[Annotated coordinate records]

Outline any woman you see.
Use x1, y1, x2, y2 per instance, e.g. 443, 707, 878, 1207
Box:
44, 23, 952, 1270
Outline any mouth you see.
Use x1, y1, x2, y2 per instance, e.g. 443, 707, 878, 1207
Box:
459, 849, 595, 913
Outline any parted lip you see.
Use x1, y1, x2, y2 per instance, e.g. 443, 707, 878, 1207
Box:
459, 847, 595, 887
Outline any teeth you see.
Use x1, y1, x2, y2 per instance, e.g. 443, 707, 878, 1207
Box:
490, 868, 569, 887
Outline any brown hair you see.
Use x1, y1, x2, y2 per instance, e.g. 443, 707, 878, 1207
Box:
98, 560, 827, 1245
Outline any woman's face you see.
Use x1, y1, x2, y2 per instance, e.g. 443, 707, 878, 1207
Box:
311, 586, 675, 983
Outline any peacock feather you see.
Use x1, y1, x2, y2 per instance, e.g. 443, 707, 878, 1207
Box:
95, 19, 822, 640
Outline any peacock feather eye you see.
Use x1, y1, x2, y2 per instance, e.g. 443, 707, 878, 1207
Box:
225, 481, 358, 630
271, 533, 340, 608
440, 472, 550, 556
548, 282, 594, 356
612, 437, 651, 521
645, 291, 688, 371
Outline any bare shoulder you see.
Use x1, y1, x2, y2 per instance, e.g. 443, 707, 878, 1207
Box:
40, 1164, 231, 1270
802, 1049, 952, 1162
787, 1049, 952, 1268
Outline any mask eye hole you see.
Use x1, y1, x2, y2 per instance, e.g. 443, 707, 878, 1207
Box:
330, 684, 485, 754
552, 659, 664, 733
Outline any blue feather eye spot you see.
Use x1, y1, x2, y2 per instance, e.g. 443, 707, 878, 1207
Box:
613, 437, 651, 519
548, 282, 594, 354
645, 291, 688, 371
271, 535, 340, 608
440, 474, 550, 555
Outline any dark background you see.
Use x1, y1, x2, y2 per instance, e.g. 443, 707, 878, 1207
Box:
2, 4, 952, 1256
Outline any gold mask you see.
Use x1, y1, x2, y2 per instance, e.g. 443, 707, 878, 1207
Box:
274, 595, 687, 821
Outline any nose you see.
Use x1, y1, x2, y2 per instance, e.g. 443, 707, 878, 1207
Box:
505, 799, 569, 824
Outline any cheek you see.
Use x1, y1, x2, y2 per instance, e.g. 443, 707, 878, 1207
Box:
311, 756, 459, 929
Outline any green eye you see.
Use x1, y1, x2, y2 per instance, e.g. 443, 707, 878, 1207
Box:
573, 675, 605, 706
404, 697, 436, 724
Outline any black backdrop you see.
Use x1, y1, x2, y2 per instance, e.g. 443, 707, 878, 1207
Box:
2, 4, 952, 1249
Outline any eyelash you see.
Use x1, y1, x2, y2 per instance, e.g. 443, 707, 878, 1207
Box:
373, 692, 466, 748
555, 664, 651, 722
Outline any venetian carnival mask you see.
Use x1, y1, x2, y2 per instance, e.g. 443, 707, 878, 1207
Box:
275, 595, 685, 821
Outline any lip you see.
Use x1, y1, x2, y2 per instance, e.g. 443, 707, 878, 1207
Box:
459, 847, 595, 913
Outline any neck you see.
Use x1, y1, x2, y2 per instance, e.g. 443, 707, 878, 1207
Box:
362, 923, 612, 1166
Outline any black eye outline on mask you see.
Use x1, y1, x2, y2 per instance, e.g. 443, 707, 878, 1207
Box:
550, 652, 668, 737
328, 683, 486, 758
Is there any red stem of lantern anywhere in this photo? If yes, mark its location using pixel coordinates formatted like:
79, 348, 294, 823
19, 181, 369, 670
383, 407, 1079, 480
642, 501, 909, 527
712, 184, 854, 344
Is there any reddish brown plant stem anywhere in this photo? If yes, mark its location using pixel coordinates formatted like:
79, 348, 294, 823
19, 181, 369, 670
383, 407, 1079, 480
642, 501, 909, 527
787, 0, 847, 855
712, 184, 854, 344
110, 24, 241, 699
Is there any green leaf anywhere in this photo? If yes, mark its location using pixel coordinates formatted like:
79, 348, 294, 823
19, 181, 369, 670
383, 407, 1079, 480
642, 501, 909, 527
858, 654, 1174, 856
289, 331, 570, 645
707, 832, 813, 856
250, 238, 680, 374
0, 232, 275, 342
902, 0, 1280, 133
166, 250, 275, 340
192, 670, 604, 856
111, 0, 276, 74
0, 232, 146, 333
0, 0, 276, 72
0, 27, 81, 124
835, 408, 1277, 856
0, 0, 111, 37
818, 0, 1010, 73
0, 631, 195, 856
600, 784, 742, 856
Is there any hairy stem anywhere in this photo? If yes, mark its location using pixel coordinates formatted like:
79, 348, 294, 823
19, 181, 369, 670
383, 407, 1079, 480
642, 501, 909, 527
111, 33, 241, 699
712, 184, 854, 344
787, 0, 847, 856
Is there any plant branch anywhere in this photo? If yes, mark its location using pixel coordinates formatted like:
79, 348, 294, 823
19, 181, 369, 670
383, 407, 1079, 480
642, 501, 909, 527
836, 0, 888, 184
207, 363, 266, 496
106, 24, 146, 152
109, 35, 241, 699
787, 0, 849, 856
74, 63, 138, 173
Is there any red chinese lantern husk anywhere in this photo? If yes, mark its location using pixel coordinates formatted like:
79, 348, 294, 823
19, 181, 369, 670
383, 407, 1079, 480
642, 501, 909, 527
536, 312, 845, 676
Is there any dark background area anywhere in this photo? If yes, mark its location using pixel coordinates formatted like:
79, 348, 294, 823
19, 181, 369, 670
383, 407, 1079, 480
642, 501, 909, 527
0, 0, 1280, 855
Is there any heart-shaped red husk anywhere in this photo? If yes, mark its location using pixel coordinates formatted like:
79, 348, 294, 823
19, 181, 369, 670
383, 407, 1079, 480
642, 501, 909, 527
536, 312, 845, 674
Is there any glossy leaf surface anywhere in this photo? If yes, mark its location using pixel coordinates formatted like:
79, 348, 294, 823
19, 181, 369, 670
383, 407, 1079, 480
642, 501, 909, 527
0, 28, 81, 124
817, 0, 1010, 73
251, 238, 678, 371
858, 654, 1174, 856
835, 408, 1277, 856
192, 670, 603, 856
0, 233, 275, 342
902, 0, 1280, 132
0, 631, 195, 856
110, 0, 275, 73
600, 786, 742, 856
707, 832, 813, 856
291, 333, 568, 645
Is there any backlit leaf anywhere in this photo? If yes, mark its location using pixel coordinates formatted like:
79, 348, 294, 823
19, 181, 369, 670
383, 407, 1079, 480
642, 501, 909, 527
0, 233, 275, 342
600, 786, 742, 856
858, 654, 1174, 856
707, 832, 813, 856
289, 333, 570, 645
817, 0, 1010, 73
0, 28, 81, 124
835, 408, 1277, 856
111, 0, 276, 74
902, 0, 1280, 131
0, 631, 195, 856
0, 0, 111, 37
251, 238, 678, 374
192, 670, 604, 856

WRITTEN REQUEST: Print the data verbatim, everything from the line containing "Outline any venetian carnival mask you see." down to the line containing "328, 683, 486, 758", both of those lines included.

COMPLETE OUTPUT:
Outline any venetian carnival mask you see.
Use x1, y1, x2, y2 per instance, e.g. 443, 707, 878, 1207
Box:
275, 595, 685, 821
Outline any lip you see.
Use x1, y1, x2, y2 per instance, e.g. 443, 707, 878, 1207
Box:
459, 847, 595, 913
Outline any neck you see.
Use x1, y1, x2, y2 per instance, e.g. 443, 707, 878, 1207
Box:
362, 923, 612, 1166
Outline any black eye outline on mask you see.
Use x1, y1, x2, y2 per instance, e.g. 443, 707, 878, 1207
Box:
550, 652, 668, 737
328, 683, 486, 758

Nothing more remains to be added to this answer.